## start Text provided

Statutory Wills for minors
Testamentary capacity is the legal term used to describe an adult’s legal and mental ability to make a valid Will. Minors are presumed to lack capacity and cannot make a Will.
The Court has found that in some cases it is beneficial to authorise a minor to make a Will so that their estate does not “suffer the consequences which would follow if [they] were to die intestate”, as was the case in Re K.
Intestate simply means someone who dies without a valid Will. When someone dies without a valid Will, their estate is distributed in accordance with a formula set by legislation.
In the case of Re K, the minor was set to inherit a large sum of money awarded through a personal injuries claim. K was estranged from his father and had lived with, and been cared for by, his mother his whole life.
If K were to have died intestate, his estate would pass equally to his mother and father. This was not in line with his wishes.
Granting statutory Wills for minors is slightly different to granting statutory Wills to those who have lost, or never had, capacity. The Court must be satisfied that:
- The minor understands the nature and effect of the proposed Will, or the alteration or revocation of the Will;
- That the Will accurately reflects the intentions of the minor; and
- It is reasonable in all the circumstances that the order should be made.
In all states except Western Australia and South Australia, the Court must also be satisfied that the minor understands the extent of any property disposed of under the proposed Will or alteration.
In Re K, the Court was satisfied that the proposed testator had considered and understood what the Will contained, what people he needed to consider as possible beneficiaries, and the ultimate function of the Will. The Court approved the making of the Will.
Statutory Wills for individuals who lost, or never had, capacity
To have the Will of a person without capacity made, changed or revoked, the applicant/s must follow two steps. These are:
- Apply for leave: This is where the court must be satisfied that an application is warranted and that the application is being made in the testator’s best interests.
- Make an application: If leave to apply for a Statutory Will is granted, in order to satisfy section 21 of the Succession Act 1981 (Qld), an application must be put forward to the Court which would include all relevant evidence, an estimate of the value of the testator’s estate, a draft of the proposed Will, details of those entitled to the estate and whether it is likely a family provision claim will be made upon the testator’s death. This step contributes to satisfying the ‘core test’.

## end Text provided
## start Supplied information

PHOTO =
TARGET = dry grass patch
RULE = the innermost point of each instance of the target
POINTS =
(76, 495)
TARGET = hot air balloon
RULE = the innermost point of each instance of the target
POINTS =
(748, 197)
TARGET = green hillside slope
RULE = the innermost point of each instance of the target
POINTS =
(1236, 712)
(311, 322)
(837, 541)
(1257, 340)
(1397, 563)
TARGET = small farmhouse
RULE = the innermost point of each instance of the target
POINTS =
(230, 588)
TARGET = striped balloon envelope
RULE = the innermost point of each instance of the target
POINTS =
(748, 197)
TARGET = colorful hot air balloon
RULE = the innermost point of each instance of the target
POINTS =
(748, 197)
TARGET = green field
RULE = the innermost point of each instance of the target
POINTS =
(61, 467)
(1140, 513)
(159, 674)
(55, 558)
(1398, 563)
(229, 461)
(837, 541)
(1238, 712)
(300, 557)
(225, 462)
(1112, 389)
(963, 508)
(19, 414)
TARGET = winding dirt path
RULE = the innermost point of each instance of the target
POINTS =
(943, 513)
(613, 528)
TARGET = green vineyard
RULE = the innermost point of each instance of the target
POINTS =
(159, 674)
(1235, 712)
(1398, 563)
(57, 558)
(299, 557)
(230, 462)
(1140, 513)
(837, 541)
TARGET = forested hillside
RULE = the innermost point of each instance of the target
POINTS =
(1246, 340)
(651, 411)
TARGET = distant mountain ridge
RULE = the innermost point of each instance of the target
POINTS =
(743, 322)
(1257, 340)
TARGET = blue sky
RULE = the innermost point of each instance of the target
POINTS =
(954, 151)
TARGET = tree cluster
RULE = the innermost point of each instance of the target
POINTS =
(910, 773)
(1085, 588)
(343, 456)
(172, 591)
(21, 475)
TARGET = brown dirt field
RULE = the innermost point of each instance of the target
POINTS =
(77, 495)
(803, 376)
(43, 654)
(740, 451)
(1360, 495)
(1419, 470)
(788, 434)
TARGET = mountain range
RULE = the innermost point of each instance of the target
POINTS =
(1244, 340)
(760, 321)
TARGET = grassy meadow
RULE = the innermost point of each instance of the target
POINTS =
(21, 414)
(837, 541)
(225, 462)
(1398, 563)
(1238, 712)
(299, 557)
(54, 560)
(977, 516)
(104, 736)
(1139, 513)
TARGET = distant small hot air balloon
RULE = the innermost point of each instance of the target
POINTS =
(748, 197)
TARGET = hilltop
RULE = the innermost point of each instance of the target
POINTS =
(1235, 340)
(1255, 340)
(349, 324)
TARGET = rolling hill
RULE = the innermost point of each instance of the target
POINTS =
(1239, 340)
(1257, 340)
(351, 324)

## end Supplied information

- [What you are asked to do]:
Decide whether each statement agrees with the text on statutory Wills, answering yes or no and quoting the deciding words: (a) Minors are presumed to lack the capacity to make a Will. (b) In Re K, the Court refused to approve the making of the Will. (c) In every state, the Court must be satisfied that the minor understands the extent of any property disposed of under the proposed Will.

- [Solution to this task]:
(a) Yes: "Minors are presumed to lack capacity and cannot make a Will."
(b) No: "The Court approved the making of the Will."
(c) No: "In all states except Western Australia and South Australia, the Court must also be satisfied that the minor understands the extent of any property disposed of under the proposed Will or alteration."